Now, because of Dr. Stempien’s work, Saskatoon’s three emergency rooms have been incorporated into one department, the Department of Emergency Medicine, and this department recently received academic accreditation with the College of Medicine.
“I look forward to the administrative challenge of trying to make things better on a systemic level,” he says of the only job that has managed to keep him in one place for nearly a decade.

But Dr. Stempien didn’t always work in emergency medicine. He started out as a general practitioner anesthetist.

“I did a rotating internship for a year, then a year of anesthesia,” he says, explaining that he had always wanted to work in northern Canada, so when a recruiter told him there was a need for anesthetists in the north he enrolled in an anesthesia program in Newfoundland.

“One of my first jobs was in Inuvik, and I loved it,” he says enthusiastically. “I loved all the places I worked in the north: Inuvik, Iqaluit and Whitehorse. They’re all a combination of people who enjoy adventure and like-minded experiences.”

But once he started travelling for work, he never stopped, and consequently, never got around to finishing his residency in anesthesia.

“My plan was to work up north for two or three years, go back and finish my anesthesia, but I never quite got there,” he says, with a small, amused chuckle. “Whenever I thought of going back, another interesting job would come up, so instead, I transitioned into emergency medicine.”

“What I like about emergency medicine is that every shift is different, so you have to be prepared for whatever comes through the door,” he explains. “When I look back on my career, I see lots of things I’m happy with or proud of. I like the idea that I’ve had a varied and interesting practice – that I’ve done something different, out of the norm.”

Fencing – because who doesn’t like swords?

Dr. Stempien’s love of the extraordinary is not exclusive to his professional career. The quirky, intelligent, fast-paced man became enthralled with fencing – a sport in which two competitors fight using rapier-style swords, winning points by making contact with their opponent – as a medical student.

“What’s not to like about hitting people with swords, right?” he says with a laugh. “And, you know, I got to pretend I was a pirate. It was great stuff!”

Although he stopped fencing for about 30 years while he lived, worked and raised a family around the world and across Canada, he has recently taken up the sport again.

“It’s an individual sport, which suits me,” he says. “Your whole body has to move quickly and respond, but there’s also a lot of mental thinking – trying to outthink your opponent. It’s like a quick chess game or an intellectual game of rock-paper-scissors.”

Remarkably, he had to wait until he travelled to Uzbekistan – where he taught a one-week trauma course for the Red Cross in 2014 – to see a televised tournament on fencing.

____

Assignment: Name every northern place that Dr. Stempien lists in the profile as somewhere he worked.

[Referring expression data]

____

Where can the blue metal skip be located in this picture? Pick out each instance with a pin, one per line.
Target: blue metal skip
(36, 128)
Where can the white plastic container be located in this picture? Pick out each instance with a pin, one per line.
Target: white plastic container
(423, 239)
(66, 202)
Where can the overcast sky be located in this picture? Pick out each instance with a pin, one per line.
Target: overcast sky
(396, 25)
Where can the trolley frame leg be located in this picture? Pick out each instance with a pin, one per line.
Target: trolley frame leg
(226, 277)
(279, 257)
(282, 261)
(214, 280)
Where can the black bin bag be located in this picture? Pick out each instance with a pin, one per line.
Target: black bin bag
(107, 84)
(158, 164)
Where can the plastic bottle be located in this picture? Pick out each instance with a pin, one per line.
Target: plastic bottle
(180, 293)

____

Completed exercise: Inuvik, Iqaluit, Whitehorse